## SUPPLIED ENTRIES:
-*-*-

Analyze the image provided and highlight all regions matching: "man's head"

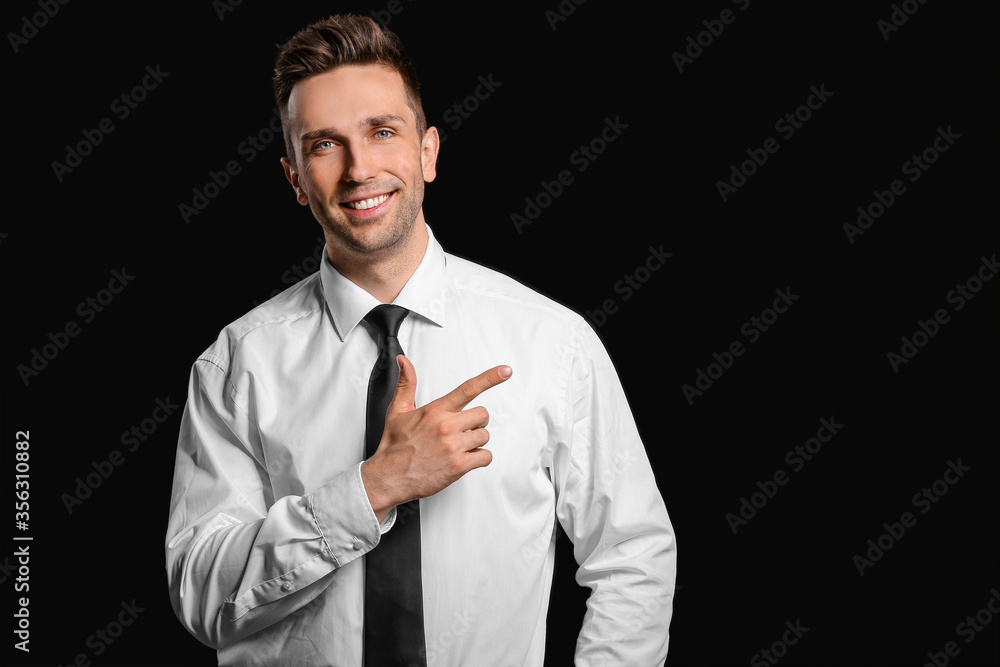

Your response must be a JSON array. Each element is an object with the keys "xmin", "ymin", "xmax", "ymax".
[
  {"xmin": 273, "ymin": 15, "xmax": 438, "ymax": 268},
  {"xmin": 274, "ymin": 15, "xmax": 426, "ymax": 160}
]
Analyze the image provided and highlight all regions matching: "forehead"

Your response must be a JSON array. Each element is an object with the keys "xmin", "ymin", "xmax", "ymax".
[{"xmin": 286, "ymin": 64, "xmax": 414, "ymax": 132}]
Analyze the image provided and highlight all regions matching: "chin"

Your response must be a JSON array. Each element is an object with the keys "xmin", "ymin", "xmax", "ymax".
[{"xmin": 324, "ymin": 218, "xmax": 412, "ymax": 256}]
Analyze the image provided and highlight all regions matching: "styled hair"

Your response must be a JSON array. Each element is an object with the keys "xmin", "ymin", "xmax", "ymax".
[{"xmin": 273, "ymin": 14, "xmax": 426, "ymax": 161}]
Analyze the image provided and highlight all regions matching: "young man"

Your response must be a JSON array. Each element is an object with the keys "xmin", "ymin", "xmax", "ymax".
[{"xmin": 166, "ymin": 14, "xmax": 675, "ymax": 666}]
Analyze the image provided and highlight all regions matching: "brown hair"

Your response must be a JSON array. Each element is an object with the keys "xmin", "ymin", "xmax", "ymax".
[{"xmin": 273, "ymin": 14, "xmax": 426, "ymax": 161}]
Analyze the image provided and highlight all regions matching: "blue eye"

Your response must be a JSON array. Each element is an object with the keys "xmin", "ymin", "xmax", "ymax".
[
  {"xmin": 316, "ymin": 140, "xmax": 335, "ymax": 150},
  {"xmin": 375, "ymin": 130, "xmax": 393, "ymax": 139}
]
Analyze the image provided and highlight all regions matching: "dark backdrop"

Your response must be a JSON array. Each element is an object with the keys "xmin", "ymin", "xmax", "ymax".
[{"xmin": 2, "ymin": 2, "xmax": 997, "ymax": 666}]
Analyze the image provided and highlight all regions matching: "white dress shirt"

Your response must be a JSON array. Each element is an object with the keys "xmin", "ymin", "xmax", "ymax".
[{"xmin": 165, "ymin": 224, "xmax": 676, "ymax": 666}]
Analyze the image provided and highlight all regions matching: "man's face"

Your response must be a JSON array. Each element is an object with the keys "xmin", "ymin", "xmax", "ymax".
[{"xmin": 282, "ymin": 65, "xmax": 437, "ymax": 260}]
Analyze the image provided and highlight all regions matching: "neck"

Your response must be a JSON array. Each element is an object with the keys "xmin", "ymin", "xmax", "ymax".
[{"xmin": 326, "ymin": 219, "xmax": 428, "ymax": 304}]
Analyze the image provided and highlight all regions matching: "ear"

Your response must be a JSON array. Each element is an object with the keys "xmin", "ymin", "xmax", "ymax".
[
  {"xmin": 420, "ymin": 126, "xmax": 440, "ymax": 183},
  {"xmin": 281, "ymin": 157, "xmax": 310, "ymax": 205}
]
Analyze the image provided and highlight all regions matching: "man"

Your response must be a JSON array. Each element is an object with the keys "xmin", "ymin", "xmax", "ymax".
[{"xmin": 165, "ymin": 14, "xmax": 675, "ymax": 666}]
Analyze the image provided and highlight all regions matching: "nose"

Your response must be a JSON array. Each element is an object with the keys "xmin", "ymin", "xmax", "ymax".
[{"xmin": 342, "ymin": 141, "xmax": 377, "ymax": 183}]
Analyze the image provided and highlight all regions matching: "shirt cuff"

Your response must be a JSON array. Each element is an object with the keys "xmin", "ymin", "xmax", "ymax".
[{"xmin": 308, "ymin": 462, "xmax": 394, "ymax": 566}]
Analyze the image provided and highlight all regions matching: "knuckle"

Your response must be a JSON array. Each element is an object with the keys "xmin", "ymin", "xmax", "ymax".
[
  {"xmin": 445, "ymin": 458, "xmax": 466, "ymax": 477},
  {"xmin": 460, "ymin": 381, "xmax": 480, "ymax": 401}
]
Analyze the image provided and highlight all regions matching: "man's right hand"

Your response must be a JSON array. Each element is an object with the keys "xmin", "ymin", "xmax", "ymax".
[{"xmin": 360, "ymin": 354, "xmax": 512, "ymax": 522}]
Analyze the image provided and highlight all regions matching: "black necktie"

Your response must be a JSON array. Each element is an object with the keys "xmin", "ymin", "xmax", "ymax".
[{"xmin": 362, "ymin": 304, "xmax": 426, "ymax": 667}]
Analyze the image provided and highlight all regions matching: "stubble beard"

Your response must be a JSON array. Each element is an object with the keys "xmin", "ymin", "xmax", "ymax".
[{"xmin": 314, "ymin": 176, "xmax": 425, "ymax": 260}]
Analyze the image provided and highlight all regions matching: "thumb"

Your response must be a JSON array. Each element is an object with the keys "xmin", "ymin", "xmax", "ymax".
[{"xmin": 386, "ymin": 354, "xmax": 417, "ymax": 418}]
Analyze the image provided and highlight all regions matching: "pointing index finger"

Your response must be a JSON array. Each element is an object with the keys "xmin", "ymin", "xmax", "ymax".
[{"xmin": 440, "ymin": 365, "xmax": 512, "ymax": 411}]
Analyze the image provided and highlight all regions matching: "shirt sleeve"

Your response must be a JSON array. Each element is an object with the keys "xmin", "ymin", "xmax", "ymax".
[
  {"xmin": 551, "ymin": 320, "xmax": 678, "ymax": 666},
  {"xmin": 164, "ymin": 354, "xmax": 390, "ymax": 649}
]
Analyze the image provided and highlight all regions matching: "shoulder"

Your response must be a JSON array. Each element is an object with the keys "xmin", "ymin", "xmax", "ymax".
[
  {"xmin": 196, "ymin": 272, "xmax": 326, "ymax": 372},
  {"xmin": 444, "ymin": 251, "xmax": 585, "ymax": 330}
]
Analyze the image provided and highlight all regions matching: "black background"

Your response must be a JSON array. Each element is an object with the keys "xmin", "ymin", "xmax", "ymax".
[{"xmin": 2, "ymin": 1, "xmax": 998, "ymax": 665}]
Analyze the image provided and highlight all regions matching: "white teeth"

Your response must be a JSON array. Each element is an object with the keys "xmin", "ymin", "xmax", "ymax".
[{"xmin": 347, "ymin": 193, "xmax": 390, "ymax": 210}]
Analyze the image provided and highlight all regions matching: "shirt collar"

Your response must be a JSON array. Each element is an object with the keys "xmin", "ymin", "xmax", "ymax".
[{"xmin": 320, "ymin": 223, "xmax": 448, "ymax": 341}]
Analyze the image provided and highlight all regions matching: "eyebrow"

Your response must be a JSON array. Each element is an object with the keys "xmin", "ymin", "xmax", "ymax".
[{"xmin": 299, "ymin": 115, "xmax": 408, "ymax": 144}]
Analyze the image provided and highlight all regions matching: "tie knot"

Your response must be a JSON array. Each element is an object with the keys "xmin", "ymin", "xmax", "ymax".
[{"xmin": 364, "ymin": 304, "xmax": 408, "ymax": 338}]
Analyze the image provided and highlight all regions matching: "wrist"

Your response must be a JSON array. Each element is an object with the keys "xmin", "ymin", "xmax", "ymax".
[{"xmin": 361, "ymin": 457, "xmax": 396, "ymax": 523}]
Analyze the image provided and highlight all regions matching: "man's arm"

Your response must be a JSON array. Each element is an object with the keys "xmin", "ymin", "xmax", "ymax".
[
  {"xmin": 165, "ymin": 352, "xmax": 512, "ymax": 649},
  {"xmin": 164, "ymin": 356, "xmax": 382, "ymax": 649},
  {"xmin": 551, "ymin": 321, "xmax": 677, "ymax": 665}
]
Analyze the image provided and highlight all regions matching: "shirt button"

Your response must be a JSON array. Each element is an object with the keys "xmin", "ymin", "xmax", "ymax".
[
  {"xmin": 281, "ymin": 581, "xmax": 293, "ymax": 592},
  {"xmin": 352, "ymin": 537, "xmax": 364, "ymax": 551}
]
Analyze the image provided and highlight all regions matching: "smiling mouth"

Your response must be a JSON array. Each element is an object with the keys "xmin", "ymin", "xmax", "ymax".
[{"xmin": 341, "ymin": 192, "xmax": 393, "ymax": 210}]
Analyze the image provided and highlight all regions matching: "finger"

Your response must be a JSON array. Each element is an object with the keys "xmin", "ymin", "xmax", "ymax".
[
  {"xmin": 464, "ymin": 426, "xmax": 491, "ymax": 450},
  {"xmin": 439, "ymin": 365, "xmax": 512, "ymax": 412},
  {"xmin": 455, "ymin": 406, "xmax": 489, "ymax": 432},
  {"xmin": 464, "ymin": 446, "xmax": 493, "ymax": 471},
  {"xmin": 385, "ymin": 354, "xmax": 417, "ymax": 419}
]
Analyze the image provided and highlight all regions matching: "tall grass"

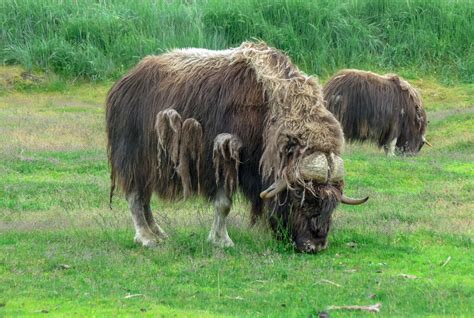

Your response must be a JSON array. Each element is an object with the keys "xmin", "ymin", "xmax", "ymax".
[{"xmin": 1, "ymin": 0, "xmax": 472, "ymax": 82}]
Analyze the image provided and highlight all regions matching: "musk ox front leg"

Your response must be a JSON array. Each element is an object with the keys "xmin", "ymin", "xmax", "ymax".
[
  {"xmin": 127, "ymin": 192, "xmax": 163, "ymax": 247},
  {"xmin": 208, "ymin": 133, "xmax": 243, "ymax": 248},
  {"xmin": 383, "ymin": 137, "xmax": 398, "ymax": 156},
  {"xmin": 208, "ymin": 189, "xmax": 234, "ymax": 247}
]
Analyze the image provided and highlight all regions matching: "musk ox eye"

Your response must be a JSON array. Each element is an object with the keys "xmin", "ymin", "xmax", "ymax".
[
  {"xmin": 292, "ymin": 188, "xmax": 304, "ymax": 199},
  {"xmin": 286, "ymin": 143, "xmax": 300, "ymax": 157}
]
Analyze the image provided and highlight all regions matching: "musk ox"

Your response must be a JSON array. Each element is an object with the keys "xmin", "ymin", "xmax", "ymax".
[
  {"xmin": 106, "ymin": 42, "xmax": 367, "ymax": 253},
  {"xmin": 323, "ymin": 69, "xmax": 431, "ymax": 156}
]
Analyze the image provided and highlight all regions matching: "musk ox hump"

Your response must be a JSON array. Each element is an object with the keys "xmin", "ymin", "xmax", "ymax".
[{"xmin": 213, "ymin": 133, "xmax": 243, "ymax": 197}]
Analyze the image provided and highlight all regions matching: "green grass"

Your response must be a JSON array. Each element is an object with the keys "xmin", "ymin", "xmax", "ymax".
[
  {"xmin": 0, "ymin": 66, "xmax": 473, "ymax": 316},
  {"xmin": 1, "ymin": 0, "xmax": 473, "ymax": 83}
]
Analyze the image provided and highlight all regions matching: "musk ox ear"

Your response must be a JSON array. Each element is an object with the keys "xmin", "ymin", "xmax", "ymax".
[
  {"xmin": 260, "ymin": 128, "xmax": 305, "ymax": 183},
  {"xmin": 274, "ymin": 133, "xmax": 306, "ymax": 178}
]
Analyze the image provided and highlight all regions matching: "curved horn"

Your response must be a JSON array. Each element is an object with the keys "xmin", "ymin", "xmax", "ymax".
[
  {"xmin": 341, "ymin": 194, "xmax": 369, "ymax": 205},
  {"xmin": 260, "ymin": 179, "xmax": 287, "ymax": 200},
  {"xmin": 422, "ymin": 136, "xmax": 432, "ymax": 147},
  {"xmin": 299, "ymin": 153, "xmax": 329, "ymax": 182}
]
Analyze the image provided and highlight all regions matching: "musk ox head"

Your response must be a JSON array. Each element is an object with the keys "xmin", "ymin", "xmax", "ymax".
[
  {"xmin": 396, "ymin": 103, "xmax": 430, "ymax": 155},
  {"xmin": 260, "ymin": 136, "xmax": 367, "ymax": 253}
]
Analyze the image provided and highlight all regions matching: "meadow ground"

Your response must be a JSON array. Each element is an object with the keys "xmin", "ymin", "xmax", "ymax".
[{"xmin": 0, "ymin": 66, "xmax": 473, "ymax": 316}]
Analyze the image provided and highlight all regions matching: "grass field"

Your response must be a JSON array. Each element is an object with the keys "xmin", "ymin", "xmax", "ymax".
[{"xmin": 0, "ymin": 65, "xmax": 472, "ymax": 316}]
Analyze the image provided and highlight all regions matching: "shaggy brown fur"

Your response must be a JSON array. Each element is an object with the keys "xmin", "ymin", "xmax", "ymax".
[
  {"xmin": 156, "ymin": 109, "xmax": 182, "ymax": 168},
  {"xmin": 213, "ymin": 133, "xmax": 243, "ymax": 197},
  {"xmin": 106, "ymin": 41, "xmax": 346, "ymax": 252},
  {"xmin": 154, "ymin": 110, "xmax": 203, "ymax": 199},
  {"xmin": 179, "ymin": 118, "xmax": 203, "ymax": 198},
  {"xmin": 323, "ymin": 69, "xmax": 427, "ymax": 155}
]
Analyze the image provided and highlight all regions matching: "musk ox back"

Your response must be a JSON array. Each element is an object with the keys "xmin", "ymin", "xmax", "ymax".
[
  {"xmin": 324, "ymin": 69, "xmax": 429, "ymax": 155},
  {"xmin": 106, "ymin": 42, "xmax": 367, "ymax": 253}
]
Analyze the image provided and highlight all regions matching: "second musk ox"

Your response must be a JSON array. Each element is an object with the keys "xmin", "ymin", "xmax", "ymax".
[
  {"xmin": 324, "ymin": 69, "xmax": 431, "ymax": 156},
  {"xmin": 106, "ymin": 42, "xmax": 367, "ymax": 253}
]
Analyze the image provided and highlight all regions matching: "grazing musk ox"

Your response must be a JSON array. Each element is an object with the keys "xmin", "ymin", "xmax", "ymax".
[
  {"xmin": 106, "ymin": 42, "xmax": 367, "ymax": 253},
  {"xmin": 324, "ymin": 69, "xmax": 430, "ymax": 156}
]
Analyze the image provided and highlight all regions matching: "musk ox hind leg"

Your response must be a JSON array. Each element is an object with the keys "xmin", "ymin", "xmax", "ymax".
[
  {"xmin": 127, "ymin": 192, "xmax": 163, "ymax": 247},
  {"xmin": 208, "ymin": 188, "xmax": 234, "ymax": 248},
  {"xmin": 144, "ymin": 201, "xmax": 168, "ymax": 239}
]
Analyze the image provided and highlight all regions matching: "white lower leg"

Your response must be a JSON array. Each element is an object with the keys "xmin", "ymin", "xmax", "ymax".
[
  {"xmin": 127, "ymin": 192, "xmax": 159, "ymax": 247},
  {"xmin": 384, "ymin": 137, "xmax": 397, "ymax": 156},
  {"xmin": 208, "ymin": 189, "xmax": 234, "ymax": 247}
]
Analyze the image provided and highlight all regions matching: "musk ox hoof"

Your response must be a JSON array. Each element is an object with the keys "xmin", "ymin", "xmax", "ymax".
[
  {"xmin": 207, "ymin": 234, "xmax": 235, "ymax": 248},
  {"xmin": 149, "ymin": 225, "xmax": 169, "ymax": 240},
  {"xmin": 155, "ymin": 231, "xmax": 168, "ymax": 240},
  {"xmin": 134, "ymin": 234, "xmax": 160, "ymax": 248}
]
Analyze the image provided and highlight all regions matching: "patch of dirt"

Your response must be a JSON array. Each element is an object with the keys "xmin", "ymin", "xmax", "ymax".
[{"xmin": 0, "ymin": 66, "xmax": 46, "ymax": 92}]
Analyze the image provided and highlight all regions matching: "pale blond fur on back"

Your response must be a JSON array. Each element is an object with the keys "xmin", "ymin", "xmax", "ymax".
[{"xmin": 159, "ymin": 42, "xmax": 343, "ymax": 180}]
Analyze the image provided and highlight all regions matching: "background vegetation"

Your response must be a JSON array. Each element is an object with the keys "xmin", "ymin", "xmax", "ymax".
[
  {"xmin": 1, "ymin": 0, "xmax": 473, "ymax": 82},
  {"xmin": 0, "ymin": 0, "xmax": 473, "ymax": 316}
]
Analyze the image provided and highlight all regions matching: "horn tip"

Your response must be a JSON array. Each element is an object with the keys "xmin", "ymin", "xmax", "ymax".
[{"xmin": 341, "ymin": 194, "xmax": 369, "ymax": 205}]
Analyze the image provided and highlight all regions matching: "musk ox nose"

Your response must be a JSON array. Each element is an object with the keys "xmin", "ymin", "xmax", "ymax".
[
  {"xmin": 296, "ymin": 239, "xmax": 326, "ymax": 253},
  {"xmin": 295, "ymin": 232, "xmax": 330, "ymax": 253},
  {"xmin": 304, "ymin": 241, "xmax": 318, "ymax": 253}
]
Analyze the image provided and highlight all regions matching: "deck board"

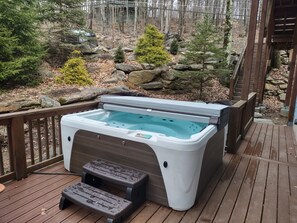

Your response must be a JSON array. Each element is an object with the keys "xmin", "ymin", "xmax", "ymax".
[{"xmin": 1, "ymin": 123, "xmax": 297, "ymax": 223}]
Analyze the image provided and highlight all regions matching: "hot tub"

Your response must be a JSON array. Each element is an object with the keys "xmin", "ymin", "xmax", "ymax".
[{"xmin": 61, "ymin": 95, "xmax": 230, "ymax": 211}]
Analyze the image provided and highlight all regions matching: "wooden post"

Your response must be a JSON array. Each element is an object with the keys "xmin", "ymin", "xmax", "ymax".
[
  {"xmin": 288, "ymin": 56, "xmax": 297, "ymax": 122},
  {"xmin": 254, "ymin": 0, "xmax": 269, "ymax": 95},
  {"xmin": 10, "ymin": 117, "xmax": 27, "ymax": 180},
  {"xmin": 285, "ymin": 17, "xmax": 297, "ymax": 106},
  {"xmin": 241, "ymin": 0, "xmax": 260, "ymax": 100},
  {"xmin": 258, "ymin": 4, "xmax": 275, "ymax": 103},
  {"xmin": 285, "ymin": 47, "xmax": 297, "ymax": 106}
]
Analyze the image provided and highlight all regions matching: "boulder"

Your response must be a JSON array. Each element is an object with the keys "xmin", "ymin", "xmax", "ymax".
[
  {"xmin": 38, "ymin": 63, "xmax": 54, "ymax": 78},
  {"xmin": 103, "ymin": 77, "xmax": 119, "ymax": 84},
  {"xmin": 40, "ymin": 95, "xmax": 61, "ymax": 108},
  {"xmin": 128, "ymin": 70, "xmax": 160, "ymax": 85},
  {"xmin": 115, "ymin": 63, "xmax": 142, "ymax": 73},
  {"xmin": 172, "ymin": 64, "xmax": 191, "ymax": 71},
  {"xmin": 0, "ymin": 99, "xmax": 40, "ymax": 113},
  {"xmin": 111, "ymin": 70, "xmax": 127, "ymax": 81},
  {"xmin": 122, "ymin": 47, "xmax": 134, "ymax": 52},
  {"xmin": 58, "ymin": 86, "xmax": 130, "ymax": 105},
  {"xmin": 279, "ymin": 93, "xmax": 286, "ymax": 101},
  {"xmin": 279, "ymin": 84, "xmax": 288, "ymax": 90},
  {"xmin": 271, "ymin": 80, "xmax": 285, "ymax": 85},
  {"xmin": 141, "ymin": 63, "xmax": 156, "ymax": 70},
  {"xmin": 140, "ymin": 82, "xmax": 163, "ymax": 90},
  {"xmin": 161, "ymin": 69, "xmax": 178, "ymax": 81},
  {"xmin": 189, "ymin": 64, "xmax": 203, "ymax": 71},
  {"xmin": 265, "ymin": 83, "xmax": 277, "ymax": 91}
]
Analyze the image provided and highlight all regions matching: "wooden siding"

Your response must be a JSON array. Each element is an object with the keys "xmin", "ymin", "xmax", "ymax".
[{"xmin": 1, "ymin": 122, "xmax": 297, "ymax": 223}]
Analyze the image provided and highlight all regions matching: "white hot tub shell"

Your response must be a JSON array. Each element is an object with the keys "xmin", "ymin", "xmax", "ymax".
[{"xmin": 61, "ymin": 95, "xmax": 230, "ymax": 211}]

-*-*-

## REQUIRED WORK:
Pull every line containing the string "black" out of the data above and copy it.

## TASK ANSWER:
Analyze the image provided and highlight all regions matching: "black necktie"
Analyze the image provided and highlight all regions matching: "black background"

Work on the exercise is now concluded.